Text shown
....
Harbor workers also develop occupational diseases, mostly repetitive stress injuries. These individuals stoop, reach, and kneel most of the day. These joints cannot take that level of wear and tear. Eventually, they give out.
Benefits Available
We mentioned the two kinds of LHWA benefits that are available above. Now, let’s break them down a little further and see what they mean to victims and their families.
Money-related stress usually causes PTSD-like symptoms. These symptoms significantly impede injury recovery. To alleviate these symptoms and give families a brighter financial future, the LHWA replaces two-thirds of the victim’s lost wages. The four categories of lost wage replacement benefits are:
- Temporary Total Disability: Most trauma injury victims cannot work as they recover from their injuries. So, they are entitled to lost wage replacement. However, the LHWA only replaces two-thirds of lost wages, mostly because the law assumes, correctly or incorrectly, that the victim was at least partially at fault for the injury.
- Temporary Partial Disability: As they recover, many victims can return to work part-time or take a light-duty assignment. As a result, they feel more productive and feel better about themselves. However, part-time or light-duty work does not pay as much as full-time regular employment. So, a Florida job injury lawyer can obtain two-thirds of the difference between the new and old incomes.
- Permanent Total Disability: Some trauma injuries are totally disabling. Some occupational diseases, like toxic exposure and cancer, are totally disabling as well. Basically, a “disability” means the victim cannot work again, largely for medical reasons but also for educational and vocational reasons.
....
Saved data entries
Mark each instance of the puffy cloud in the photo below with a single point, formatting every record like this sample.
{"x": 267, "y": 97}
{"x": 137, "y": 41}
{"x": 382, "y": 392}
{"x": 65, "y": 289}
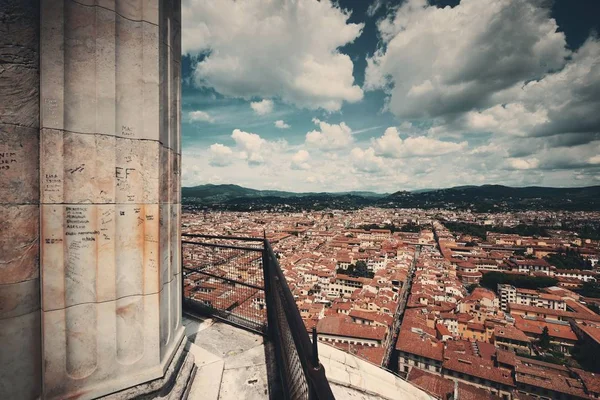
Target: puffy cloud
{"x": 281, "y": 124}
{"x": 522, "y": 163}
{"x": 392, "y": 145}
{"x": 297, "y": 42}
{"x": 263, "y": 107}
{"x": 251, "y": 146}
{"x": 330, "y": 136}
{"x": 440, "y": 61}
{"x": 220, "y": 155}
{"x": 200, "y": 116}
{"x": 300, "y": 160}
{"x": 366, "y": 160}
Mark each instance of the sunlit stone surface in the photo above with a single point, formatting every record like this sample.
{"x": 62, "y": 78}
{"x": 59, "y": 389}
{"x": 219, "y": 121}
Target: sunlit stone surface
{"x": 89, "y": 166}
{"x": 20, "y": 339}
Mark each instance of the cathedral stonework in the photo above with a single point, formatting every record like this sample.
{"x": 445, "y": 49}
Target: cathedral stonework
{"x": 90, "y": 155}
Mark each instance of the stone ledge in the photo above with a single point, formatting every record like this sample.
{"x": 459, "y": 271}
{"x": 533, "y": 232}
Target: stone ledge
{"x": 172, "y": 386}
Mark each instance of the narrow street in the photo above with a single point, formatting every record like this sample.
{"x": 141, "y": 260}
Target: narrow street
{"x": 389, "y": 360}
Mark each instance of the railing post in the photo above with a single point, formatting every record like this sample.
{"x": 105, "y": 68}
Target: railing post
{"x": 315, "y": 348}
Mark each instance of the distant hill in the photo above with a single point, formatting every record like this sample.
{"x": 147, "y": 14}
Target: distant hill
{"x": 499, "y": 198}
{"x": 222, "y": 193}
{"x": 477, "y": 198}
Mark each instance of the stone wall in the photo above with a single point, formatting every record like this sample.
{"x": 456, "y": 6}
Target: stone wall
{"x": 108, "y": 181}
{"x": 20, "y": 341}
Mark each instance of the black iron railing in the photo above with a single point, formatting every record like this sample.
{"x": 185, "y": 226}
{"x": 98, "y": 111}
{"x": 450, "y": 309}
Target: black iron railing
{"x": 239, "y": 280}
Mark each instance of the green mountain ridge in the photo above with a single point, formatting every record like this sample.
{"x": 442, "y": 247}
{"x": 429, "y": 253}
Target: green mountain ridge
{"x": 483, "y": 198}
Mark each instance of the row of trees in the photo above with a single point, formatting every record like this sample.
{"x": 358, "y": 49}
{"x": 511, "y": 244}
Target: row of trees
{"x": 480, "y": 230}
{"x": 491, "y": 280}
{"x": 409, "y": 227}
{"x": 569, "y": 259}
{"x": 358, "y": 270}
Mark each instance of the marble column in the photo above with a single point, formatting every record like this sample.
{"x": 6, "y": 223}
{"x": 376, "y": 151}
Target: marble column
{"x": 90, "y": 217}
{"x": 110, "y": 210}
{"x": 20, "y": 340}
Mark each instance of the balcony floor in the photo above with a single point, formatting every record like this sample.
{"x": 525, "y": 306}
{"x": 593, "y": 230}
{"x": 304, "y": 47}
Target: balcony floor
{"x": 232, "y": 365}
{"x": 231, "y": 361}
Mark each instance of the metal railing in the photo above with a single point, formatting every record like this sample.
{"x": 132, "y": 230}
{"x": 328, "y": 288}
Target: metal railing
{"x": 239, "y": 280}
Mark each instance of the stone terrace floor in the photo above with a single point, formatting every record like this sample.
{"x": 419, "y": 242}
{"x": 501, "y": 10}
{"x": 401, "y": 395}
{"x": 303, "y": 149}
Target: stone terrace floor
{"x": 232, "y": 365}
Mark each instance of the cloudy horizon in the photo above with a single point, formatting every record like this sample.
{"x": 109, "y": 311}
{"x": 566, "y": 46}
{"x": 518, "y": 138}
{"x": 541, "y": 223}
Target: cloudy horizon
{"x": 386, "y": 96}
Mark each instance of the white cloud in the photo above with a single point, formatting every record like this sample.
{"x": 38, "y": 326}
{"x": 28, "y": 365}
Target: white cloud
{"x": 522, "y": 163}
{"x": 251, "y": 146}
{"x": 200, "y": 116}
{"x": 366, "y": 160}
{"x": 263, "y": 107}
{"x": 220, "y": 155}
{"x": 297, "y": 42}
{"x": 392, "y": 145}
{"x": 330, "y": 136}
{"x": 439, "y": 61}
{"x": 595, "y": 160}
{"x": 281, "y": 124}
{"x": 300, "y": 160}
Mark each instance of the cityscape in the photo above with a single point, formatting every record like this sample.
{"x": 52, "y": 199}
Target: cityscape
{"x": 436, "y": 296}
{"x": 300, "y": 199}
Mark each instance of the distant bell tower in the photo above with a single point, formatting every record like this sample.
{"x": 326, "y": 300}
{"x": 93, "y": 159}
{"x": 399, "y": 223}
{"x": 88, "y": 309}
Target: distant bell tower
{"x": 90, "y": 154}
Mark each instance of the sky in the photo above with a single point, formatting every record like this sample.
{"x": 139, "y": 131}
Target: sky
{"x": 306, "y": 95}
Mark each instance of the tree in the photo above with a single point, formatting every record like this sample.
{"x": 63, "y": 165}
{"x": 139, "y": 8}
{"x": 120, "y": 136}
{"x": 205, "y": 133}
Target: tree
{"x": 569, "y": 259}
{"x": 361, "y": 269}
{"x": 545, "y": 339}
{"x": 491, "y": 280}
{"x": 590, "y": 289}
{"x": 472, "y": 287}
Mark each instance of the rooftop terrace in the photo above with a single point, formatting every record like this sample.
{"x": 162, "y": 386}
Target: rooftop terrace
{"x": 234, "y": 363}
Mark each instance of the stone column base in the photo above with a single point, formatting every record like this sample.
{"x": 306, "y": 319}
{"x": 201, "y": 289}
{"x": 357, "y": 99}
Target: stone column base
{"x": 174, "y": 385}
....
The problem
Carry on the passage about LHWA benefits for harbor workers, starting right after its last sentence.

Reply to the exercise
- Permanent Partial Disability: PPD benefits are frequently available if the reduction to part-time or light-duty work is permanent. The LHWA also pays PPD benefits in amputation cases. In all permanent disability cases, the victim is entitled to two-thirds of all future lost wages.
The medical payment benefit usually applies to all reasonably necessary medical expenses, including costs like:
- Emergency transportation,
- Emergency care,
- Follow-up care,
- Prescription drugs and other ancillary medical costs, and
- Physical or occupational therapy.
Usually, injured dockworkers can choose their own doctors and change physicians at any time. It is also important to note that LHWA supplements but does not replace state workers’ compensation benefits. In other words, if workers’ comp is unavailable, for whatever reason, a Florida job injury lawyer normally files an LHWA claim.
The LHWA Process
A few final words about the claims process, which is often long and frustrating. Usually, a Claims Examiner evaluates the claim based on the medical records and little else. Because of the limited scope of this review, CEs nearly always deny injury claims, at least in part.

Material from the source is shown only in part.